● Exercise goal
Copy out the material below word for word, leaving nothing out.

● Data listing
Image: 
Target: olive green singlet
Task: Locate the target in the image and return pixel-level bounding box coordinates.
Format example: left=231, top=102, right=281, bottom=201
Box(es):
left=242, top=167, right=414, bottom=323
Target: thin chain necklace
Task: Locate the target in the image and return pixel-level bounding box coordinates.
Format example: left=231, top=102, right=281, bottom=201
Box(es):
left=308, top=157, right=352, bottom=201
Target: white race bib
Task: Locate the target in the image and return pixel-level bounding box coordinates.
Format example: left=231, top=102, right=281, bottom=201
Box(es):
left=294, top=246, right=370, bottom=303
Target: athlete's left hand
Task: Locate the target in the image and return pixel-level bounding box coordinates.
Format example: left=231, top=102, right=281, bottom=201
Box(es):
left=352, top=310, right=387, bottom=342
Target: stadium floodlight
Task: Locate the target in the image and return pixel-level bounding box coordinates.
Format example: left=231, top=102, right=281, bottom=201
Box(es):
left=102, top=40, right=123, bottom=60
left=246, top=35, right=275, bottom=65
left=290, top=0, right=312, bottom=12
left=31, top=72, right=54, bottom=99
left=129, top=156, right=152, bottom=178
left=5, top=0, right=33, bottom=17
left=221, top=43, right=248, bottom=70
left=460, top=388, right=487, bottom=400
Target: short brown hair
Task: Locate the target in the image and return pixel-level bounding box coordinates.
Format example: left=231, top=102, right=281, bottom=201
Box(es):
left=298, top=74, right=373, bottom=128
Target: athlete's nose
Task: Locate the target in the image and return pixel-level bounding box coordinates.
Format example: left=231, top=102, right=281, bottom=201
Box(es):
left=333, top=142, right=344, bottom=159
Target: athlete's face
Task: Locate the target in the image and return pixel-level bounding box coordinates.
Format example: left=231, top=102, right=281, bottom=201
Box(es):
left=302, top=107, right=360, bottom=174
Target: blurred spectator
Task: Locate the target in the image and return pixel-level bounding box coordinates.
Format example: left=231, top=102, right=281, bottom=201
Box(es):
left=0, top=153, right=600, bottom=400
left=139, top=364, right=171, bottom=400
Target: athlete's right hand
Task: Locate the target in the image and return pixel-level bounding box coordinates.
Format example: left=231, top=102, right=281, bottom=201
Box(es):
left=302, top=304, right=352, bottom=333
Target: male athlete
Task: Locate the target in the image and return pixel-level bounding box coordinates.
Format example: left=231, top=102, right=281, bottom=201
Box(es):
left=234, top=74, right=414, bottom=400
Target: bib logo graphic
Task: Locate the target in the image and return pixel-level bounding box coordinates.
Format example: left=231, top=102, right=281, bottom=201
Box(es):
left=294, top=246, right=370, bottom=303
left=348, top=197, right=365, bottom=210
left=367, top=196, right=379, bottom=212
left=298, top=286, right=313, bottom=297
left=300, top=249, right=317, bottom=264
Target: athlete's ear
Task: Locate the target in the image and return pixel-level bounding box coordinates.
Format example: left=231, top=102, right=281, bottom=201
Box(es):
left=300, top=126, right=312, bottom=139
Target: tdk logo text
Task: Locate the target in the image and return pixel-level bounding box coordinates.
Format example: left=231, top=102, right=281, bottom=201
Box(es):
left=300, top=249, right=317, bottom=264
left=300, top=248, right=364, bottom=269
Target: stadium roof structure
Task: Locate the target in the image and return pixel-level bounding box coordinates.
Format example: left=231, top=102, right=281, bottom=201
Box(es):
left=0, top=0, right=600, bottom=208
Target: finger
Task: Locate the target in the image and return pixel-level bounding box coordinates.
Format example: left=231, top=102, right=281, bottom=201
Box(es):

● Solution to the problem
Image: 
Target: olive green singlet
Task: Locate the target in the image and return pixel-level bounding box coordinates.
Format example: left=231, top=102, right=281, bottom=201
Box(es):
left=242, top=167, right=414, bottom=323
Target: thin chain necklace
Task: Locate the target in the image and return pixel-level bounding box coordinates.
Format example: left=231, top=102, right=281, bottom=201
Box(es):
left=308, top=157, right=352, bottom=201
Target: white race bib
Task: Locate the target in the image and return pixel-level bounding box coordinates.
Format example: left=231, top=102, right=281, bottom=201
Box(es):
left=294, top=246, right=370, bottom=303
Target: athlete's left hand
Task: Locate the target in the image and return pixel-level bounding box coordinates.
Format example: left=231, top=102, right=281, bottom=201
Box(es):
left=352, top=310, right=387, bottom=342
Target: stadium floodlight
Task: Locate the target in the image and return pixel-level bounding box coordinates.
Format example: left=231, top=102, right=281, bottom=201
Box(es):
left=102, top=40, right=123, bottom=60
left=246, top=35, right=275, bottom=65
left=290, top=0, right=312, bottom=12
left=31, top=72, right=54, bottom=99
left=129, top=156, right=152, bottom=178
left=5, top=0, right=33, bottom=17
left=221, top=43, right=248, bottom=70
left=460, top=388, right=487, bottom=400
Target: short brown hair
Task: Locate the target in the image and return pixel-level bounding box coordinates.
Format example: left=231, top=102, right=281, bottom=201
Box(es):
left=298, top=74, right=373, bottom=128
Target: athlete's nose
Task: Locate the target in the image and return pixel-level bounding box coordinates.
Format example: left=231, top=102, right=281, bottom=201
Box(es):
left=333, top=142, right=344, bottom=159
Target: athlete's face
Task: Locate the target in the image and return pixel-level bounding box coordinates.
Format example: left=231, top=102, right=281, bottom=201
Box(es):
left=302, top=107, right=360, bottom=174
Target: blurred spectator
Task: Locate the target in the image and return pixel-level bounding box coordinates.
Format example: left=231, top=102, right=281, bottom=201
Box(es):
left=0, top=153, right=600, bottom=400
left=139, top=364, right=171, bottom=400
Target: athlete's right hand
Task: Locate the target in the image and return pixel-level bounding box coordinates.
Format example: left=231, top=102, right=281, bottom=201
Box(es):
left=302, top=304, right=352, bottom=333
Target: male athlete
Task: Locate the target in the image and return pixel-level bounding box coordinates.
Format example: left=231, top=102, right=281, bottom=201
Box(es):
left=234, top=74, right=414, bottom=400
Target: bib logo graphic
Task: Locate the target in the image and return pixel-level bounding box coordinates.
Format example: left=231, top=102, right=281, bottom=201
Box(es):
left=294, top=246, right=370, bottom=303
left=348, top=197, right=365, bottom=210
left=367, top=196, right=379, bottom=212
left=298, top=286, right=313, bottom=297
left=300, top=249, right=317, bottom=264
Target: athlete's ear
Task: Locate the target in the image and return pixel-level bounding box coordinates.
Format example: left=231, top=102, right=281, bottom=201
Box(es):
left=300, top=126, right=312, bottom=139
Target: tdk logo text
Task: Locate the target in the image and return pixel-level bounding box coordinates.
Format example: left=231, top=102, right=281, bottom=201
Box(es):
left=300, top=249, right=317, bottom=264
left=300, top=248, right=364, bottom=269
Target: stadium roof structure
Task: Locate the target in the image and return pixel-level bounding box coordinates.
Format example: left=231, top=102, right=281, bottom=201
Box(es):
left=0, top=0, right=600, bottom=208
Target: finger
Task: Locate the target in the image and return pixel-level bounding box coordinates.
Format example: left=231, top=102, right=281, bottom=201
Box(es):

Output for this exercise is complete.